DIRECTIVE — Rewrite the listing from the line containing "TARGET = cheek" through the end, changing "yellow sticky note" to "yellow paper note" and leaving every other part as it is. Leave the pictures out of your answer.

Location identification entries

====

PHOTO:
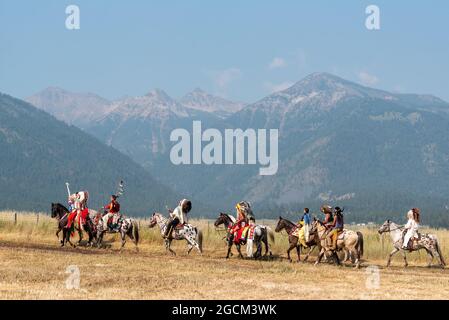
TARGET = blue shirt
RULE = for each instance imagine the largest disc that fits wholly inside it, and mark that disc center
(306, 218)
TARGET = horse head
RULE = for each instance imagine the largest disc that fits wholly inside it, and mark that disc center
(280, 225)
(58, 210)
(153, 220)
(221, 219)
(385, 227)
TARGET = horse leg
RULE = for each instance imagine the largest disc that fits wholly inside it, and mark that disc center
(100, 239)
(292, 246)
(239, 251)
(80, 235)
(430, 258)
(123, 238)
(267, 247)
(308, 253)
(336, 259)
(392, 253)
(355, 257)
(168, 247)
(405, 258)
(229, 250)
(320, 256)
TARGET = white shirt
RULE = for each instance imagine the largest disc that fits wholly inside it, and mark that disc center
(178, 213)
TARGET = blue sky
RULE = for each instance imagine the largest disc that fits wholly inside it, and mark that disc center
(239, 49)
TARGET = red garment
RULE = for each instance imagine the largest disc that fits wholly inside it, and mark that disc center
(82, 217)
(113, 207)
(72, 216)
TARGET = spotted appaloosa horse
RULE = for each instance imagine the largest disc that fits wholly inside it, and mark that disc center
(127, 227)
(261, 235)
(347, 240)
(191, 234)
(62, 213)
(428, 242)
(289, 227)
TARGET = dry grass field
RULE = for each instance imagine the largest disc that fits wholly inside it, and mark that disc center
(33, 266)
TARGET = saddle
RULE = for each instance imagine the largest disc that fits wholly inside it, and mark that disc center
(341, 235)
(179, 226)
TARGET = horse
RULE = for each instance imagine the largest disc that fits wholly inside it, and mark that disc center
(191, 234)
(289, 227)
(261, 235)
(348, 240)
(62, 214)
(127, 227)
(428, 242)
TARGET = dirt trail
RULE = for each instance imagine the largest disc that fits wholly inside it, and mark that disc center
(37, 270)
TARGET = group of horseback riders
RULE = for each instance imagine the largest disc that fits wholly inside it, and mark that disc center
(334, 223)
(79, 212)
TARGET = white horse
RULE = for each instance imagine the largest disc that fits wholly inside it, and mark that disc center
(428, 242)
(191, 234)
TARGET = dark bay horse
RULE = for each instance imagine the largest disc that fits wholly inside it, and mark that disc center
(261, 235)
(61, 213)
(289, 227)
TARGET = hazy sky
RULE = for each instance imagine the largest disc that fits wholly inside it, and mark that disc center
(239, 49)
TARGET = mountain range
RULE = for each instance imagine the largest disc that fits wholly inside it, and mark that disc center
(375, 152)
(40, 153)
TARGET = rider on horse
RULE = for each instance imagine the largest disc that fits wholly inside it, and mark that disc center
(113, 214)
(245, 216)
(328, 218)
(411, 228)
(336, 228)
(304, 227)
(178, 216)
(78, 205)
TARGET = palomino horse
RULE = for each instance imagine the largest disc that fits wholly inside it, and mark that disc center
(261, 235)
(289, 227)
(191, 234)
(62, 213)
(428, 242)
(348, 240)
(127, 227)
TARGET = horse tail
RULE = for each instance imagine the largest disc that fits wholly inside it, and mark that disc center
(360, 243)
(136, 231)
(270, 234)
(437, 247)
(199, 239)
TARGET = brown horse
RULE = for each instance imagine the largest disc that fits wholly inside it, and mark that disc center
(289, 227)
(350, 241)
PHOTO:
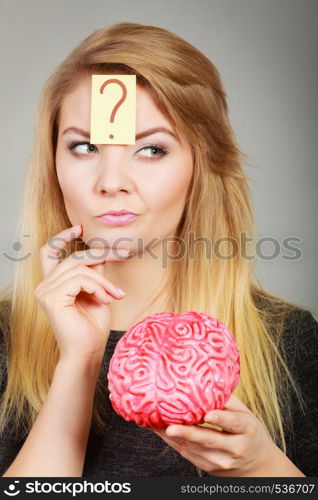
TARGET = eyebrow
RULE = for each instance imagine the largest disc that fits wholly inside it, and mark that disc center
(141, 135)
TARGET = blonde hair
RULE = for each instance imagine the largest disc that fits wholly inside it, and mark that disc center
(187, 87)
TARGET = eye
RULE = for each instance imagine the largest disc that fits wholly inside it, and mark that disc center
(154, 152)
(82, 148)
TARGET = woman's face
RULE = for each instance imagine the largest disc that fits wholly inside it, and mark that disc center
(149, 178)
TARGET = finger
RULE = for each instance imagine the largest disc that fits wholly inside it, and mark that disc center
(51, 251)
(90, 257)
(235, 403)
(65, 293)
(236, 422)
(201, 436)
(108, 286)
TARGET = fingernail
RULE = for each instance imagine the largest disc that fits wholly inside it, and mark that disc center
(172, 431)
(123, 252)
(211, 417)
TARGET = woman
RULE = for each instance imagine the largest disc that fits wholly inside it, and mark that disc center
(65, 313)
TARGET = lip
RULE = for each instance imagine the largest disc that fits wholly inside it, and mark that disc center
(117, 220)
(117, 212)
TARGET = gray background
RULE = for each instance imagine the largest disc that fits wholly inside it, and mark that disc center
(266, 53)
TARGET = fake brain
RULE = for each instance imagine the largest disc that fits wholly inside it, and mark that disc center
(172, 369)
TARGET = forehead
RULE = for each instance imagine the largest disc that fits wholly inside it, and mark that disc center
(76, 107)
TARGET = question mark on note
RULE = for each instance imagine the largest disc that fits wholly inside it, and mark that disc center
(119, 128)
(119, 103)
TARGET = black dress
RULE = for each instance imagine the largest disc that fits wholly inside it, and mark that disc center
(125, 449)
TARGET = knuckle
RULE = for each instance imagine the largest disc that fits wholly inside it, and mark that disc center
(237, 452)
(236, 425)
(207, 443)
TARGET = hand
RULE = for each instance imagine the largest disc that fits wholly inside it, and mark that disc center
(75, 296)
(242, 448)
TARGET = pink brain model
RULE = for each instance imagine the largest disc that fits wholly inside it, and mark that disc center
(172, 369)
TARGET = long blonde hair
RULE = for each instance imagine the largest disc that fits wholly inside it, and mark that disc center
(188, 89)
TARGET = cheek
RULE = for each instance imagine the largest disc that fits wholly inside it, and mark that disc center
(72, 189)
(168, 192)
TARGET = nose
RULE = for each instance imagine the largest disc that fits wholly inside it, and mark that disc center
(113, 171)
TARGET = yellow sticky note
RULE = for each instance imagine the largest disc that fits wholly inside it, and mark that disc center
(113, 109)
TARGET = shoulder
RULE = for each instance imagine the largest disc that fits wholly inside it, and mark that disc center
(299, 339)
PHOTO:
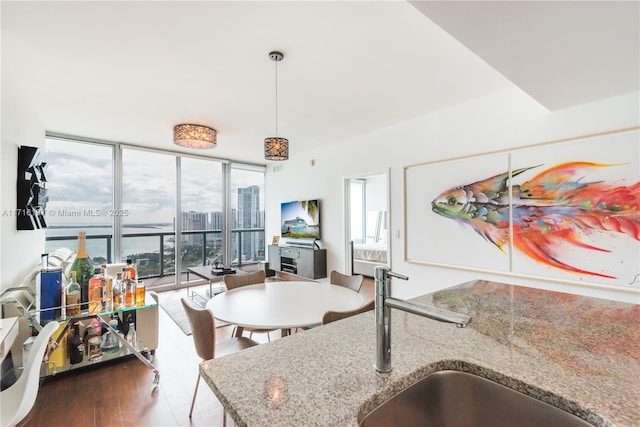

====

EXPECTED ANSWER —
TARGET = cheek
RULE = for each instance imagine the largest disc that fits wholly inside it, and mark that disc center
(72, 189)
(168, 192)
TARGET = nose
RULE = for each instance imagine the largest disc that fits wholly inside it, and mark that disc center
(113, 171)
TARGET = yellow paper note
RULE = for each instance imagine the largest disc that fits wholly inside it, and mark that disc center
(113, 109)
TARGET = shoulder
RULE = for each instance imagine the largest disc that fits wholly inside it, and mark that disc center
(299, 339)
PHOTO:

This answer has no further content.